Segment Open

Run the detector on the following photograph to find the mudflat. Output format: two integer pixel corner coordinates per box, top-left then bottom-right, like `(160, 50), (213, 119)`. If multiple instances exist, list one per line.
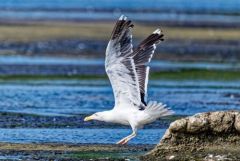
(0, 142), (153, 160)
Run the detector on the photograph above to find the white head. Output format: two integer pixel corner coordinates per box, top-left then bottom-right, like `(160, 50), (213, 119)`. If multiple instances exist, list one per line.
(84, 111), (112, 122)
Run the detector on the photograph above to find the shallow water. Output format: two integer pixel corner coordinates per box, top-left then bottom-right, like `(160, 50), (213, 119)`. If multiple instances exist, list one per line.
(0, 0), (239, 22)
(1, 0), (239, 12)
(0, 128), (165, 144)
(0, 55), (239, 70)
(1, 11), (239, 23)
(0, 78), (239, 144)
(0, 80), (239, 116)
(0, 55), (240, 144)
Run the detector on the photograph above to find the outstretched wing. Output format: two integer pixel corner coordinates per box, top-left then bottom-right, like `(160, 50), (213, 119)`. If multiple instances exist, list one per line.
(133, 29), (164, 105)
(105, 15), (141, 108)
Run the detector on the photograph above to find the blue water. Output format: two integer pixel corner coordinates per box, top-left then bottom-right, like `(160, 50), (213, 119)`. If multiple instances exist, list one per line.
(1, 0), (239, 13)
(0, 55), (239, 70)
(0, 0), (239, 22)
(0, 128), (166, 144)
(0, 80), (240, 116)
(0, 55), (240, 144)
(1, 11), (239, 23)
(0, 79), (239, 144)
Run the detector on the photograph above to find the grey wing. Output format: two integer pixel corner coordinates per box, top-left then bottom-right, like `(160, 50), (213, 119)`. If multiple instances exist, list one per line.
(133, 29), (164, 105)
(105, 15), (141, 108)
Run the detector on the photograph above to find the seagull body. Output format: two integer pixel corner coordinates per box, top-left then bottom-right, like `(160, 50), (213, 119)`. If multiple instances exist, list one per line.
(84, 15), (173, 144)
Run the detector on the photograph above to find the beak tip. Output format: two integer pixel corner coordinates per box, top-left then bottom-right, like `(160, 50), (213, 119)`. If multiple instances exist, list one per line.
(84, 116), (92, 122)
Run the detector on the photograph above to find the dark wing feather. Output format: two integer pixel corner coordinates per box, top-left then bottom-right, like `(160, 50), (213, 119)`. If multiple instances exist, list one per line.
(133, 29), (164, 105)
(105, 15), (141, 108)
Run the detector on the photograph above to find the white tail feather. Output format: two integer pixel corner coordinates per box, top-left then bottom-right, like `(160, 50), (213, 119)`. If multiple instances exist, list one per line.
(143, 101), (174, 124)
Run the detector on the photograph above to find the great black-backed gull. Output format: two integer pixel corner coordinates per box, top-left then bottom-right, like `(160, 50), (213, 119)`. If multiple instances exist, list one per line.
(84, 15), (173, 145)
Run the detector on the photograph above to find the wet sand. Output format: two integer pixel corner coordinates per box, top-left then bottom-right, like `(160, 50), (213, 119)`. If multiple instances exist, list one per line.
(0, 142), (153, 160)
(0, 21), (239, 42)
(0, 20), (239, 62)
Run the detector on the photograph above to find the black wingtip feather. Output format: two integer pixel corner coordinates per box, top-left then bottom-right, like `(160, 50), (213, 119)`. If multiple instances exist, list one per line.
(111, 15), (134, 40)
(138, 31), (164, 50)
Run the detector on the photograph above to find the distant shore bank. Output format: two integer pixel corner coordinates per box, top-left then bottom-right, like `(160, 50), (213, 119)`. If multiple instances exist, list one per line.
(0, 20), (239, 62)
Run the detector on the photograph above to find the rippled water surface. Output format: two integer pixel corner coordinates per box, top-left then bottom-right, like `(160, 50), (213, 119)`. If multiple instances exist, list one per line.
(1, 55), (240, 70)
(0, 0), (239, 22)
(0, 128), (165, 144)
(0, 78), (239, 144)
(1, 0), (239, 12)
(0, 55), (240, 144)
(0, 81), (240, 116)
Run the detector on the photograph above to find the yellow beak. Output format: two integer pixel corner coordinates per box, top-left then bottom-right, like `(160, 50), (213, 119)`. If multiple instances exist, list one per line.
(84, 116), (93, 121)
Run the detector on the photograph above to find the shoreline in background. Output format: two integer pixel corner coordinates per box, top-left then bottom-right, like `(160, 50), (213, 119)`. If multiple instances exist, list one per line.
(0, 20), (239, 62)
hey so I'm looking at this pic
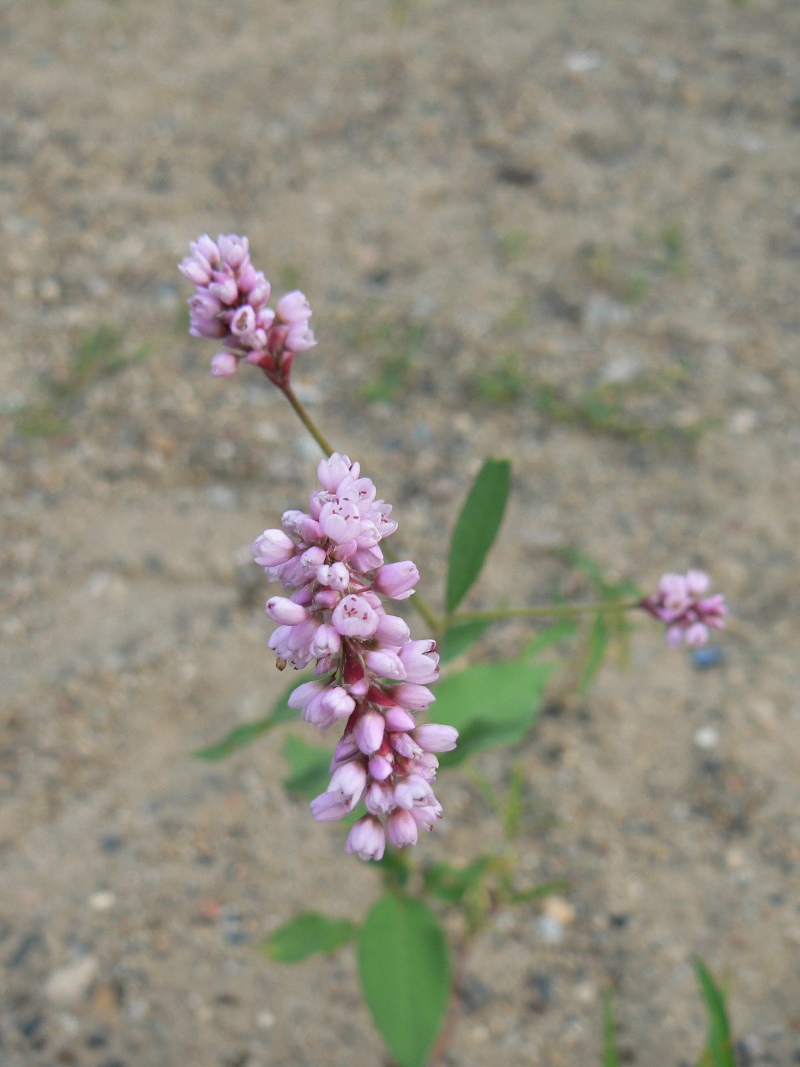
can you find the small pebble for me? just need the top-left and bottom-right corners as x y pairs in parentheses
(256, 1011), (276, 1030)
(564, 50), (602, 73)
(89, 892), (116, 911)
(691, 646), (723, 669)
(536, 914), (564, 944)
(694, 726), (720, 750)
(45, 957), (99, 1006)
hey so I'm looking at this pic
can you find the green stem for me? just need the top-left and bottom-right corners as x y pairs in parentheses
(280, 383), (335, 456)
(278, 381), (444, 635)
(449, 599), (640, 627)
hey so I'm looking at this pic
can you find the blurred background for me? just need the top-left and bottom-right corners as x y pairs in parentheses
(1, 0), (799, 1064)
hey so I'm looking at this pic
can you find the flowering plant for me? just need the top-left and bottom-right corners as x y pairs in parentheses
(182, 235), (727, 1066)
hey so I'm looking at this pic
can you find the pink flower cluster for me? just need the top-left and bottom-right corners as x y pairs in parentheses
(253, 453), (458, 862)
(179, 234), (315, 387)
(640, 571), (727, 649)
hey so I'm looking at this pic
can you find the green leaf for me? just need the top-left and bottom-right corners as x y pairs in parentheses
(192, 673), (314, 760)
(433, 659), (555, 767)
(422, 858), (493, 905)
(580, 613), (609, 694)
(261, 912), (357, 962)
(603, 990), (620, 1067)
(694, 958), (735, 1067)
(282, 735), (331, 798)
(358, 894), (451, 1067)
(522, 618), (578, 660)
(446, 458), (511, 614)
(438, 619), (492, 663)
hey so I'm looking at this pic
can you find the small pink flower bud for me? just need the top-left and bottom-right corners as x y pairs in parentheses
(398, 640), (439, 684)
(288, 680), (326, 712)
(374, 615), (412, 647)
(265, 596), (309, 625)
(354, 711), (385, 755)
(277, 290), (312, 325)
(368, 755), (394, 781)
(310, 624), (342, 658)
(210, 352), (238, 377)
(412, 724), (459, 753)
(208, 276), (239, 305)
(329, 760), (367, 810)
(309, 792), (350, 822)
(365, 780), (395, 816)
(345, 816), (386, 862)
(383, 706), (416, 732)
(374, 561), (420, 600)
(253, 529), (296, 568)
(364, 649), (406, 680)
(391, 683), (436, 711)
(217, 233), (249, 268)
(320, 687), (356, 721)
(387, 808), (418, 848)
(390, 732), (423, 760)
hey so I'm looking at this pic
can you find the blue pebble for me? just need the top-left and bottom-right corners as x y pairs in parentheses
(690, 646), (724, 669)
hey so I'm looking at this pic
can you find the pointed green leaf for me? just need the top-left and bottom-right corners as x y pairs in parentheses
(192, 673), (314, 760)
(694, 958), (735, 1067)
(358, 894), (451, 1067)
(433, 659), (555, 766)
(439, 619), (492, 663)
(282, 735), (331, 798)
(261, 912), (357, 962)
(446, 458), (511, 613)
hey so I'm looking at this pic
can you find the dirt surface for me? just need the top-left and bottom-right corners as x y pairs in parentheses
(2, 0), (800, 1064)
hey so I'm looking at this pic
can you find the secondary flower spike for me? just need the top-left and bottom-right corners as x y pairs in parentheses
(639, 570), (727, 649)
(179, 234), (315, 387)
(253, 453), (458, 861)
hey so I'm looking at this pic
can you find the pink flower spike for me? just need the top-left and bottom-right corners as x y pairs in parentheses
(210, 352), (238, 377)
(640, 571), (726, 651)
(346, 816), (386, 862)
(374, 562), (420, 600)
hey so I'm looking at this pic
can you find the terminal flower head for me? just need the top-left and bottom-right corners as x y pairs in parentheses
(252, 453), (457, 860)
(639, 570), (727, 649)
(179, 234), (316, 388)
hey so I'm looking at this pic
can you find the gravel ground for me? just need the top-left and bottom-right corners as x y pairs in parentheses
(1, 0), (800, 1064)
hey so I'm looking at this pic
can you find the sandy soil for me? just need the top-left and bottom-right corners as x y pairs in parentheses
(1, 0), (800, 1064)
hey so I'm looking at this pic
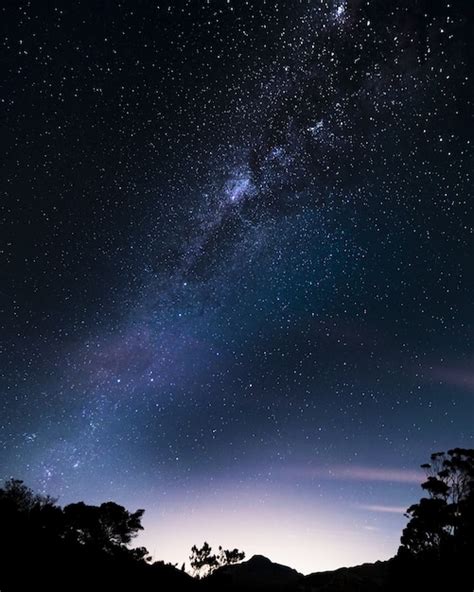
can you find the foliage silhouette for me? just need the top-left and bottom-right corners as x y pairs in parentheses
(400, 448), (474, 555)
(189, 541), (218, 578)
(218, 545), (246, 566)
(1, 449), (472, 591)
(0, 478), (187, 592)
(189, 541), (245, 578)
(391, 448), (474, 592)
(63, 500), (145, 552)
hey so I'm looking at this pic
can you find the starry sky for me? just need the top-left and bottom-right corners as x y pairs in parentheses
(1, 0), (473, 574)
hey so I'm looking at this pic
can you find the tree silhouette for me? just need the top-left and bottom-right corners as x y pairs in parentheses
(399, 448), (474, 557)
(0, 479), (154, 592)
(189, 541), (245, 578)
(63, 500), (145, 553)
(189, 541), (218, 578)
(0, 478), (63, 547)
(217, 545), (245, 566)
(0, 478), (57, 511)
(394, 448), (474, 591)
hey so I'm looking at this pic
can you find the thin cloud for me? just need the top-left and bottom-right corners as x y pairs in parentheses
(359, 504), (408, 514)
(329, 466), (423, 484)
(431, 366), (474, 391)
(286, 465), (423, 484)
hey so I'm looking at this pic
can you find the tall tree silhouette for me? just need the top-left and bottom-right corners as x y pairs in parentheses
(394, 448), (474, 591)
(399, 448), (474, 556)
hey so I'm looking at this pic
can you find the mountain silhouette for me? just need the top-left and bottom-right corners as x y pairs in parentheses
(302, 560), (391, 591)
(204, 554), (392, 592)
(206, 554), (302, 591)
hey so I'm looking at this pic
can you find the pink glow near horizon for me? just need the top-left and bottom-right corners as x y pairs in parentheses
(134, 483), (407, 575)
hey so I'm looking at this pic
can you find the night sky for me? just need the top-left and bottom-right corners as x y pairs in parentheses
(1, 0), (473, 574)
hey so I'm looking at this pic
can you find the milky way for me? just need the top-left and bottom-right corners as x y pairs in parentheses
(1, 0), (472, 573)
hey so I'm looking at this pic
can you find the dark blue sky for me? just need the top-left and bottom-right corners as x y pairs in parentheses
(1, 0), (472, 573)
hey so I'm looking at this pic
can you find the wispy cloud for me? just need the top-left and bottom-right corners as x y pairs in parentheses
(286, 465), (423, 484)
(359, 504), (407, 514)
(431, 365), (474, 391)
(329, 466), (423, 484)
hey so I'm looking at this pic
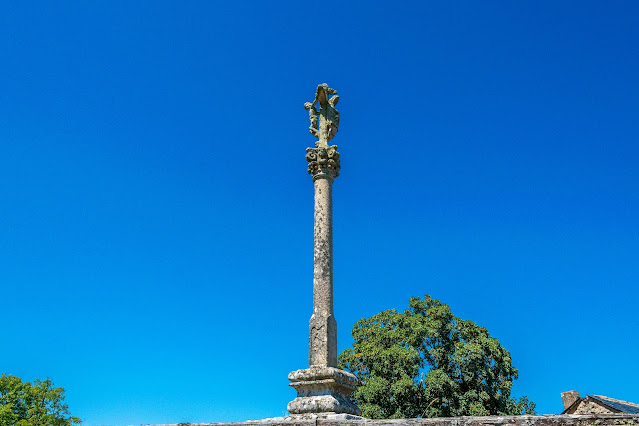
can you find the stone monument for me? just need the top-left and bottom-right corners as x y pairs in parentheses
(287, 84), (360, 417)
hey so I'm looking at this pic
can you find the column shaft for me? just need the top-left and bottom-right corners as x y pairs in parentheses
(309, 175), (337, 367)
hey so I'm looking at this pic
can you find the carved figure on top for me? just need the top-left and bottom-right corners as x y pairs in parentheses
(305, 83), (340, 147)
(304, 102), (319, 138)
(327, 95), (339, 141)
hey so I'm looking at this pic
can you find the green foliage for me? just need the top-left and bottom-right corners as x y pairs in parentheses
(0, 374), (81, 425)
(339, 295), (536, 419)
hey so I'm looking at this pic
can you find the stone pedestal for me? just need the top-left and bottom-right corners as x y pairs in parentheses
(288, 366), (359, 415)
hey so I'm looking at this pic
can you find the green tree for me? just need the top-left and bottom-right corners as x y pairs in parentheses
(0, 374), (81, 425)
(338, 295), (536, 419)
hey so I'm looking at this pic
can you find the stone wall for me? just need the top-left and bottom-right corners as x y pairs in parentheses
(570, 402), (618, 415)
(135, 413), (639, 426)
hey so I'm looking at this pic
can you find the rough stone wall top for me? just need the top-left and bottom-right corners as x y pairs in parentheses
(570, 400), (617, 415)
(130, 413), (639, 426)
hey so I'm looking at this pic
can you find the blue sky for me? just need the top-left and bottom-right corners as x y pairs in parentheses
(1, 1), (638, 425)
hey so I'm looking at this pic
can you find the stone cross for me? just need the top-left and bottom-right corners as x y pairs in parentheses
(288, 84), (359, 417)
(304, 83), (340, 148)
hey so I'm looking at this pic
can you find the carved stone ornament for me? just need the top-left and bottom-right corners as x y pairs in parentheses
(306, 146), (340, 180)
(306, 83), (340, 147)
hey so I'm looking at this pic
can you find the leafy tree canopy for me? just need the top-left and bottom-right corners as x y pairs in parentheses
(0, 374), (81, 425)
(339, 295), (536, 419)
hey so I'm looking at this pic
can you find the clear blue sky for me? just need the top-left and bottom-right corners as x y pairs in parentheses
(2, 1), (638, 425)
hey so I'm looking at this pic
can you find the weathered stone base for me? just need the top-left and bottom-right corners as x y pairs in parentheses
(287, 366), (359, 416)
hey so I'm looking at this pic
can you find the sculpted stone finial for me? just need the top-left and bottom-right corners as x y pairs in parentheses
(305, 84), (341, 181)
(306, 83), (340, 147)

Segment Closed

◆ Exercise ◆
Starting at the line that contains "can you find the leafy", output each remaining line of the listing, the last line included, exactly as it appears.

◆ Result ◆
can you find the leafy tree canopy for me? just need the top-left and bottom-right corners as x y pairs in parentheses
(0, 374), (81, 425)
(339, 295), (536, 419)
hey so I'm looking at this pic
can you find the clear blue sky for me? just need the top-left and bottom-right corners as x y pairs in parentheses
(2, 1), (638, 425)
hey so I'm looking at this pic
can you find the weathered stone base for me? just need the top-left and bottom-right corners as x y pairs in parentheses
(287, 366), (359, 416)
hey so I'm looking at this pic
can you find the sculpted stone finial for me? just need the top-left and bottom-right corners as x y pairs in parentheses
(305, 84), (341, 181)
(306, 83), (340, 147)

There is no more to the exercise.